Provided passage ▸
━━━━━━━━
Three safety studies were also noteworthy. An integrated safety analysis reported that the incidence of serious adverse events was similar with erenumab and placebo in patients who used triptans/ergotamine (erenumab 1.7%, placebo 1.9%) compared to non-users (0.5% and 0.6%, respectively) (Winner et al. AAN 2018; abstract P4.100). The incidence of serious cardiac or vascular adverse events was low (< 2% for both groups). Continuous 24-hour blood pressure monitoring revealed no increase in blood pressure and no effect on diurnal rhythm during erenumab treatment (Tepper et al. AAN 2018; abstract P4.103).
━━━━━━━━
Stored entries:
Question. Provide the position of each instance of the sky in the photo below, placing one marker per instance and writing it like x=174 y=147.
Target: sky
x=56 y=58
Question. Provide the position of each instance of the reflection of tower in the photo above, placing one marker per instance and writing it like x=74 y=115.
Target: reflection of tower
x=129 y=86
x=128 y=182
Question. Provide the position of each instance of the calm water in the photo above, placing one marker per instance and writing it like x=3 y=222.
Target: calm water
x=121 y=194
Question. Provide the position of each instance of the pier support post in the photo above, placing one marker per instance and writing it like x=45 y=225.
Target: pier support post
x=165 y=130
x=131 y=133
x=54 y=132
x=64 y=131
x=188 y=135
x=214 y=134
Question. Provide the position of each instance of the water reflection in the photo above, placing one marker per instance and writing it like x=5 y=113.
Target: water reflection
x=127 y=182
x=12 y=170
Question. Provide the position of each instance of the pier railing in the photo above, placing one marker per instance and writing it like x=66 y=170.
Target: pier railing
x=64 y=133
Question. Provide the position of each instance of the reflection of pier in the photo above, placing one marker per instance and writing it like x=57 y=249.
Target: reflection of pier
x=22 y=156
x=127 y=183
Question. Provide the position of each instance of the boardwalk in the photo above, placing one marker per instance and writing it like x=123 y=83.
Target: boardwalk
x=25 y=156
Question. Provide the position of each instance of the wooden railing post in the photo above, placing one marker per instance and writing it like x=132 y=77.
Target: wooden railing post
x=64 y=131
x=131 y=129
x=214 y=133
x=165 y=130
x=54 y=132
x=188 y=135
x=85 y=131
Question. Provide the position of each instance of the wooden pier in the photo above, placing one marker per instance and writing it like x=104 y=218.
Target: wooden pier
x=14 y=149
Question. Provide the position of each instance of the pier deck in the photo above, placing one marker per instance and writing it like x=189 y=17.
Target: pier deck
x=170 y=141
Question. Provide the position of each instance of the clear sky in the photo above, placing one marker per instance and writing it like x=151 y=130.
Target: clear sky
━━━━━━━━
The task ▸
Go on with the passage on erenumab safety, starting after its final sentence about blood pressure monitoring. The data have nothing to do with the passage on erenumab safety.

Exercise output ▸
A pooled analysis of immunogenicity data reported that the incidence of binding antibodies with erenumab 140 mg was 2.6%; no patient developed neutralizing antibodies (Vargas et al. AAN 2018; abstract P4.098). With continued treatment, >50% of BAb-positive subjects reverted to BAb-negative status. The presence of BAbs did not significantly affect efficacy: the mean change in MMD was -3.8 in BAb-negative and -5.2 in BAb-positive subjects.
Fremanezumab: A 12-week phase III trial of fremanezumab SC in chronic migraine found that a significantly higher proportion of patients achieved a ≥50% reduction in MMD for headaches of at least moderate severity (monthly dosing 40.8% vs. placebo 18.1%) (Winner et al. AAN 2018; abstract P4.113). A separate analysis reported a reduction in the number of days of acute headache medication use with fremanezumab compared to placebo (-3.7 to -4.2 vs. -1.9) (Aycardi et al. AAN 2018; abstract P4.101).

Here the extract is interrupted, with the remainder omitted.